# Passage start
What might have happened if Seattle had retained the original name bestowed by its first pioneers, “New York – Alki?” Would we now be nicknamed “The Little Apple” instead of the “Emerald City?”
The little party of pioneers from Illinois who landed on Alki Point on a cold and rainy November 13, 1851 had thought to bestow lofty ambitions on their tiny community of log cabins when they named it after New York. They soon changed the name to Seattle, after the local Indian Chief Sealth, and moved it to its present location on the deep waters of Elliott Bay.
British Royal Navy Captain George Vancouver had explored Puget Sound more than a half century earlier when he sailed to its farthest reaches aboard the sloop H.M.S. Discovery. Giving just about everything in sight an English name (Mt. Rainier, for example), Vancouver honored many of his friends and paid many a political debt.
During the last half of the 19th century, the soggy little city on Puget Sound gradually grew beyond its tide flats waterfront and its mud streets to become a major port of call for ships plying the Pacific Coast. The surrounding hills and islands furnished thousands of shiploads of lumber for a growing San Francisco and the California gold mines. The term “skid road,” meaning an unsavory part of town, originated in Seattle from the route (Yesler Way) down which logs were skidded from the hills to the waterfront.
South of the road, brothels and saloons thrived; the respectable part of town began north of the road. The Northern Pacific Railroad was completed to Tacoma in 1887, connecting Puget Sound to the East. The competing Great Northern Railroad arrived in Seattle five years later.
# Passage end
Given task 1 →
Do these statements agree with the passage about early Seattle? Answer yes or no for each, and quote the words that decide it.
(a) The pioneers who landed on Alki Point came from Illinois.
(b) The Great Northern Railroad reached Seattle before the Northern Pacific Railroad reached Tacoma.
(c) The respectable part of town lay south of the road.
The passage about early Seattle and the records that follow have nothing to do with each other.
# Material to process start
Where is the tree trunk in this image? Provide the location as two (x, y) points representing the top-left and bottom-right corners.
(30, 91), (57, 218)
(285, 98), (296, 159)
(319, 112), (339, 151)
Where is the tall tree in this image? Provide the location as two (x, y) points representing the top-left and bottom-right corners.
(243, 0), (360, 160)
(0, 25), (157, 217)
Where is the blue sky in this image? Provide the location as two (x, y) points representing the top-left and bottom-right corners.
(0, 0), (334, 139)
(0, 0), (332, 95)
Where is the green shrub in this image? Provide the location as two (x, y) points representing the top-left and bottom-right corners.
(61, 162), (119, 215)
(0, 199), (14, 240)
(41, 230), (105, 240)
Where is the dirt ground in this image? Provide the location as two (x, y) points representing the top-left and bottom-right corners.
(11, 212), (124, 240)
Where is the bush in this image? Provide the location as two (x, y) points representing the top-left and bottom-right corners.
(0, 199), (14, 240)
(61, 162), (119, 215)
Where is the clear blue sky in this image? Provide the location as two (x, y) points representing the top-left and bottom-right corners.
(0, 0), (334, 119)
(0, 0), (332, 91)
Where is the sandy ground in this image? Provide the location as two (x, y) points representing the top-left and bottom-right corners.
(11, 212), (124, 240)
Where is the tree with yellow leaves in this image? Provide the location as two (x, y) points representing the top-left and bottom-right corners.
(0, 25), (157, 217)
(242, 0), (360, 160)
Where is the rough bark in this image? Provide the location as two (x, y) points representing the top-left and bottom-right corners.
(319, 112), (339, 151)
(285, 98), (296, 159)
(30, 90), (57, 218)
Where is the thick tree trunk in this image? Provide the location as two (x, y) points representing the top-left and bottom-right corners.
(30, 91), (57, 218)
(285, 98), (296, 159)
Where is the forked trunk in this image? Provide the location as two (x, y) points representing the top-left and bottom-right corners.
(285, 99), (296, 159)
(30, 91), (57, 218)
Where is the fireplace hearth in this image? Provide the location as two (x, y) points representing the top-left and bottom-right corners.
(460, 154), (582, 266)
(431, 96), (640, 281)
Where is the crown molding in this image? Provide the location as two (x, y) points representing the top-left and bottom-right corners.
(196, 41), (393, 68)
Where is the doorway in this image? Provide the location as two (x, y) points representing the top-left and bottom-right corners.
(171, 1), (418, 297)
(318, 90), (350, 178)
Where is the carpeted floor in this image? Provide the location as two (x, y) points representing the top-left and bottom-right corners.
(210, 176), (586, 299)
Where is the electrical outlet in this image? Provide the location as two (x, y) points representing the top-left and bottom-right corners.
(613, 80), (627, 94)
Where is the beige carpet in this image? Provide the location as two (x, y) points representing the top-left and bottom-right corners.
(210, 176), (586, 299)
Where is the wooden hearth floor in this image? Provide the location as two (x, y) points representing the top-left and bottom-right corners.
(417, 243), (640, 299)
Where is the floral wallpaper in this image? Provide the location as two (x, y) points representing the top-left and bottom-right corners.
# Material to process end
Given task 2 →
Which lines of the records contain the string "tree"? Gather each of them in full.

Full response 1 →
(a) Yes: "The little party of pioneers from Illinois who landed on Alki Point"
(b) No: "The competing Great Northern Railroad arrived in Seattle five years later."
(c) No: "the respectable part of town began north of the road."

Full response 2 →
Where is the tree trunk in this image? Provide the location as two (x, y) points representing the top-left and bottom-right corners.
Where is the tall tree in this image? Provide the location as two (x, y) points representing the top-left and bottom-right corners.
Where is the tree with yellow leaves in this image? Provide the location as two (x, y) points representing the top-left and bottom-right corners.
Where is the thick tree trunk in this image? Provide the location as two (x, y) points representing the top-left and bottom-right corners.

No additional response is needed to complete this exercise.